What you are asked to do:
Turn the rows below into a numbered list, skipping blank lines and leaving the pictures out.
-- start Extracted data --
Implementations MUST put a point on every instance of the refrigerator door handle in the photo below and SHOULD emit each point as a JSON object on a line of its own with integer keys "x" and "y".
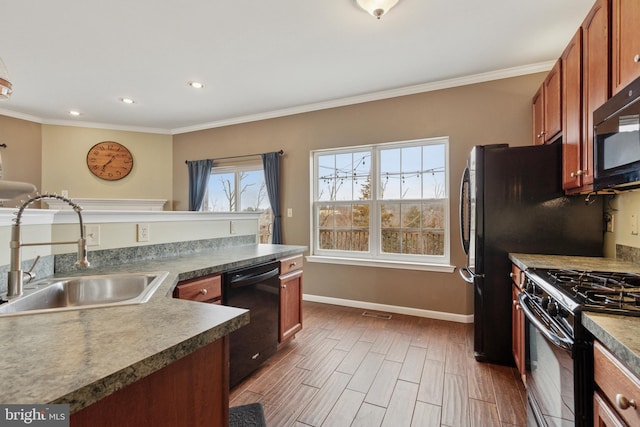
{"x": 465, "y": 210}
{"x": 468, "y": 275}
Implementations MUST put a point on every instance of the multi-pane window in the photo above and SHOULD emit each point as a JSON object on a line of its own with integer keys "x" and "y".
{"x": 387, "y": 201}
{"x": 240, "y": 189}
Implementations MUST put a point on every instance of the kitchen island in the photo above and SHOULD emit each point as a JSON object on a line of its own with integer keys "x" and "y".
{"x": 80, "y": 357}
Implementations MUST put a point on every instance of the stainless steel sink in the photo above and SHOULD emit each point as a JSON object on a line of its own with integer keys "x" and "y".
{"x": 82, "y": 292}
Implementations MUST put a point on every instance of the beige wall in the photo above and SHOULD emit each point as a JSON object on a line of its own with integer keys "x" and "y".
{"x": 22, "y": 159}
{"x": 65, "y": 148}
{"x": 492, "y": 112}
{"x": 622, "y": 206}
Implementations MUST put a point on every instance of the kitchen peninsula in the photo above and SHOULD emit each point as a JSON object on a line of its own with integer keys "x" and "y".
{"x": 86, "y": 357}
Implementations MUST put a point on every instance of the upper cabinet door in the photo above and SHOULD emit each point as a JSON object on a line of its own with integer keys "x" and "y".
{"x": 538, "y": 117}
{"x": 553, "y": 102}
{"x": 625, "y": 61}
{"x": 572, "y": 113}
{"x": 595, "y": 37}
{"x": 547, "y": 107}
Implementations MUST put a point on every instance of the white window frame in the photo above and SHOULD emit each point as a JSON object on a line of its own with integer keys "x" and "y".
{"x": 235, "y": 170}
{"x": 375, "y": 257}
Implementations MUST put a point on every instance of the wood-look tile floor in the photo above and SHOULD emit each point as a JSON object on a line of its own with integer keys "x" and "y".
{"x": 346, "y": 369}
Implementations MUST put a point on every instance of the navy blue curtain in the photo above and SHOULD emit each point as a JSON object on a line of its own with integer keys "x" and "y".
{"x": 271, "y": 164}
{"x": 199, "y": 172}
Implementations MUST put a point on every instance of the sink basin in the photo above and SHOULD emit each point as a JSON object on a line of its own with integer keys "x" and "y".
-- end Extracted data --
The answer:
1. Implementations MUST put a point on every instance of the refrigerator door handle in the photo below and SHOULD emit each point as a JSON object on a line of its own with integer keys "x" and "y".
2. {"x": 465, "y": 210}
3. {"x": 468, "y": 275}
4. Implementations MUST put a point on every instance of the multi-pane window in the photo above and SHOULD emit each point as a JSON object on a line of its own with integer keys "x" and "y".
5. {"x": 387, "y": 201}
6. {"x": 240, "y": 189}
7. Implementations MUST put a point on every instance of the kitchen island in the photo above and SHOULD emit each point as a JSON object on a line of its own with integer keys "x" and "y".
8. {"x": 80, "y": 357}
9. Implementations MUST put a point on every instance of the stainless steel sink in the photo above and SHOULD emit each point as a JSON object on a line of its own with integer keys "x" and "y".
10. {"x": 82, "y": 292}
11. Implementations MUST put a point on every instance of the beige wall in the photo above and SHOULD emit each point as a JSON object on a line of its own with integer keys "x" and "y".
12. {"x": 22, "y": 159}
13. {"x": 65, "y": 148}
14. {"x": 492, "y": 112}
15. {"x": 622, "y": 206}
16. Implementations MUST put a point on every instance of the kitchen peninsula in the photo above and SHOULD emit each point as a JSON object on a line of its own with integer keys "x" and "y".
17. {"x": 86, "y": 357}
18. Implementations MUST put a point on every instance of the upper cabinet door in the photo above and SHOULD emit each point as a JSON object on a line of its own with integer keys "x" and "y".
19. {"x": 538, "y": 117}
20. {"x": 553, "y": 102}
21. {"x": 625, "y": 61}
22. {"x": 572, "y": 113}
23. {"x": 595, "y": 37}
24. {"x": 547, "y": 107}
25. Implementations MUST put a point on every instance of the white window frame in the photo above and SHOULD emit each point as a JSON object on a line of its own with integer keys "x" and "y".
26. {"x": 235, "y": 170}
27. {"x": 375, "y": 257}
28. Implementations MUST put a point on every instance of the wood-look tile floor in the photo above and SHOULD emit each point as a JSON object on a line of its own with integer keys "x" and "y".
29. {"x": 346, "y": 369}
30. Implementations MUST put a point on every instance of the navy blue curtain in the photo above and SHOULD emit each point as a JSON object on a line of its own with integer keys "x" and "y".
31. {"x": 271, "y": 164}
32. {"x": 199, "y": 172}
33. Implementations MUST put a point on every instance of the sink basin in the photo above and SHOULD emit each point as a JSON object on a line of its own with integer keys "x" and "y".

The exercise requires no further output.